THE INPUT Start Marker
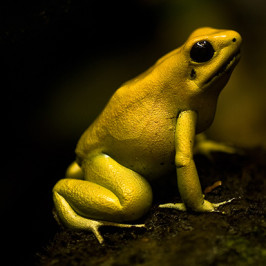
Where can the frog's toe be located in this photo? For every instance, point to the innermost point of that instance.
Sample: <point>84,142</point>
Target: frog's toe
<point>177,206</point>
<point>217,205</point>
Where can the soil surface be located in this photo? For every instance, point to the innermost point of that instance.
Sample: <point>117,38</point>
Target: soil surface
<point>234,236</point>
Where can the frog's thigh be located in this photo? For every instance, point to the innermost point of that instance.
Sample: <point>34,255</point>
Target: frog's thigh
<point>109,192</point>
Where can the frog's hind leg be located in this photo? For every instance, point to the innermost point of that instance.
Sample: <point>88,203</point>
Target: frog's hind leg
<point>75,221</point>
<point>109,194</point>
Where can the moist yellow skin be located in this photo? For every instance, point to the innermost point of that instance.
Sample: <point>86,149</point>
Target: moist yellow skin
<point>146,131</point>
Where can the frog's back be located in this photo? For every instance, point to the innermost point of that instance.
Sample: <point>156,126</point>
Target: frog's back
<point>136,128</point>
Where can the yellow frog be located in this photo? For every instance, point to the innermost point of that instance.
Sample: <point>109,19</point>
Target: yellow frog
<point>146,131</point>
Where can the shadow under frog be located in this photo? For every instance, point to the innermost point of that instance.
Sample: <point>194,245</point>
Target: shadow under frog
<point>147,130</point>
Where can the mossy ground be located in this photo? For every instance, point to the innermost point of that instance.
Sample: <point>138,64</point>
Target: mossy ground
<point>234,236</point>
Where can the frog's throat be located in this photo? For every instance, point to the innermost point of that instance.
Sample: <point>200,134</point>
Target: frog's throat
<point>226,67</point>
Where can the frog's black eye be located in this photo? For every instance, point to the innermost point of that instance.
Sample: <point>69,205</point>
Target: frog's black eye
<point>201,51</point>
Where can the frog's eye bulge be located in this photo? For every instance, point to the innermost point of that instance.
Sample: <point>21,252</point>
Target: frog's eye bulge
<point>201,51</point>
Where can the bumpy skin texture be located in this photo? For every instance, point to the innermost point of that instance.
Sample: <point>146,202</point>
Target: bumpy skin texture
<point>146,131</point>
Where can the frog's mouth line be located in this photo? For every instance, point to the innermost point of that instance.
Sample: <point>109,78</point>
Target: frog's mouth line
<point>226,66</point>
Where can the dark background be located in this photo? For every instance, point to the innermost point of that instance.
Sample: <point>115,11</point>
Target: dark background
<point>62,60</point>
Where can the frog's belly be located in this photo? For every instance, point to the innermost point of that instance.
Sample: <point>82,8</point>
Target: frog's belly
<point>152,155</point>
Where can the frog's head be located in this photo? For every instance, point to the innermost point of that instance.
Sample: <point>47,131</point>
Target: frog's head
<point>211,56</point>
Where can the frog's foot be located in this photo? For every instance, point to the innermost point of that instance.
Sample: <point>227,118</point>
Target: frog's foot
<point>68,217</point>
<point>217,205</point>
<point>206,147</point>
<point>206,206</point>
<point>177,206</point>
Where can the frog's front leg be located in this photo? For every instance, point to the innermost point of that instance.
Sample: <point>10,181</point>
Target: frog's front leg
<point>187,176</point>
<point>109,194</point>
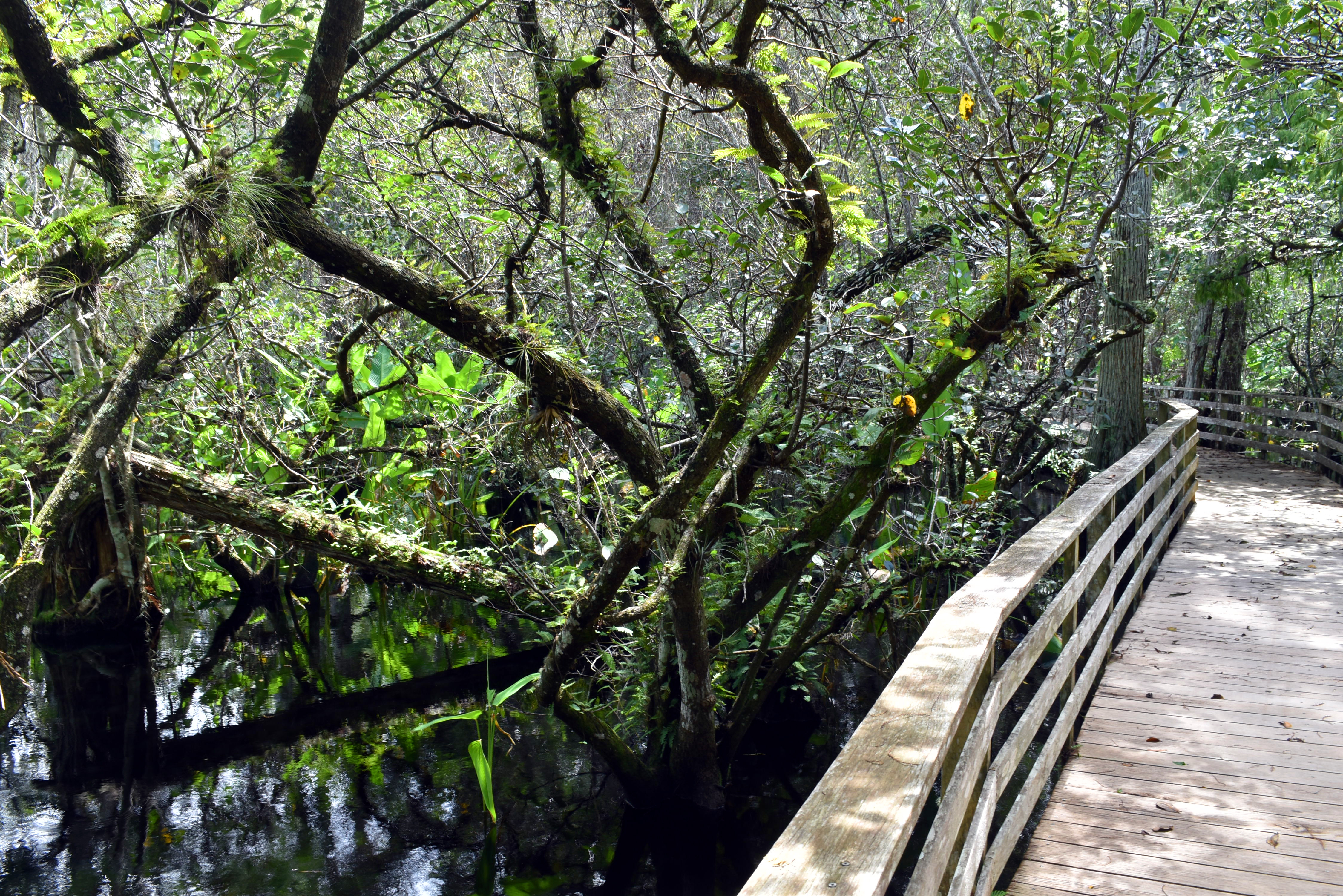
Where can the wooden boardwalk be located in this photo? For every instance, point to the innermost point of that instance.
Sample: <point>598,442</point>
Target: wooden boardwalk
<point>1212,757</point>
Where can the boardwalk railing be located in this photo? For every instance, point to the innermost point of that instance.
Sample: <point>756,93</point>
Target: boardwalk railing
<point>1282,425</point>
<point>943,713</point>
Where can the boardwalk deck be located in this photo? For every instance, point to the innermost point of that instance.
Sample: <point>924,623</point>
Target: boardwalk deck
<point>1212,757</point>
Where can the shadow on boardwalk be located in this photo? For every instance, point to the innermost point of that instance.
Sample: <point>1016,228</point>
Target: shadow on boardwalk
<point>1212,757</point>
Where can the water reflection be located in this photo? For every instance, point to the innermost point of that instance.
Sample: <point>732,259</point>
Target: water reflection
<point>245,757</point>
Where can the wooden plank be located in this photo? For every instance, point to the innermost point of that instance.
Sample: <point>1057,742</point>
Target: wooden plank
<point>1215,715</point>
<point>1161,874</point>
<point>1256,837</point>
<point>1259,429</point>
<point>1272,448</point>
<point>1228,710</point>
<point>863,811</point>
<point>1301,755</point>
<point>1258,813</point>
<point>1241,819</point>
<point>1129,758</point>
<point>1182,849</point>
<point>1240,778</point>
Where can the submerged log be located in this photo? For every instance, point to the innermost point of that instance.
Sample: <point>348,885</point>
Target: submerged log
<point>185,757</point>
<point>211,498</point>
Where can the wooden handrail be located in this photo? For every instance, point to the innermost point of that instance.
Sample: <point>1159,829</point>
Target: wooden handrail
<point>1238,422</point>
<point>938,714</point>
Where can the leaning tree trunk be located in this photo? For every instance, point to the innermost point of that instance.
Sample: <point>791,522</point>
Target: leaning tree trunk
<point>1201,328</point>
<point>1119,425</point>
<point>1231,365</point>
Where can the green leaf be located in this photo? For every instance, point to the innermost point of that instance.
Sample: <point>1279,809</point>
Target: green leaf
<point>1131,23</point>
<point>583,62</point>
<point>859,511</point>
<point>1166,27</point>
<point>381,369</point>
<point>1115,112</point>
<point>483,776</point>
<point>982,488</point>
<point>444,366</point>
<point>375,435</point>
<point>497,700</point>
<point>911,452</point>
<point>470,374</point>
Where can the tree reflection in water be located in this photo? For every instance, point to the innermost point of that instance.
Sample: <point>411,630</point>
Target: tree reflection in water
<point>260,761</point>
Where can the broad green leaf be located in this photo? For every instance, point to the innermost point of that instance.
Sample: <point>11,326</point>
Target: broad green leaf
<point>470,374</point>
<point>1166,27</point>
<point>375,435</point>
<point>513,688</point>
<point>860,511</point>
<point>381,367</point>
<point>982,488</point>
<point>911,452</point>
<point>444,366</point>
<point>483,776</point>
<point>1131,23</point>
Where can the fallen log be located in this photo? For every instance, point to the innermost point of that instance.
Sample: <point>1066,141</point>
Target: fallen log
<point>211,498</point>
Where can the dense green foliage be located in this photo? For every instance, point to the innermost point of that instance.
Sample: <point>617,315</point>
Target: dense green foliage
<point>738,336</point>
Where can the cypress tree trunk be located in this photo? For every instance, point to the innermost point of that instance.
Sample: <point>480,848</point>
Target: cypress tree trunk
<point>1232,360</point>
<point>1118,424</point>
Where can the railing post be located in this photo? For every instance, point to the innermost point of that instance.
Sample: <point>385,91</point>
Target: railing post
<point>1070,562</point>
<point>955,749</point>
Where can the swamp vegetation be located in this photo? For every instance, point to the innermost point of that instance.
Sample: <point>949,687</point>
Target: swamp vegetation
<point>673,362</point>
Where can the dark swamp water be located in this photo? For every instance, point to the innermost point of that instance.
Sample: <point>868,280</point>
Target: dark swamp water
THE INPUT End Marker
* [PROBLEM] Looking back over the data above, restate word for word the lines that begin at the line with "Sample: <point>117,38</point>" and end at the line with "Sample: <point>88,203</point>", inclusive.

* [RESPONSE TO THE TASK]
Sample: <point>117,38</point>
Target: soil surface
<point>234,236</point>
Where can the frog's thigh be located in this photo? For every instance, point to the innermost point of that instance.
Sample: <point>34,255</point>
Target: frog's thigh
<point>109,192</point>
Where can the frog's hind leg be located in this photo? For every instance, point to the innermost point of that instance.
Sample: <point>88,203</point>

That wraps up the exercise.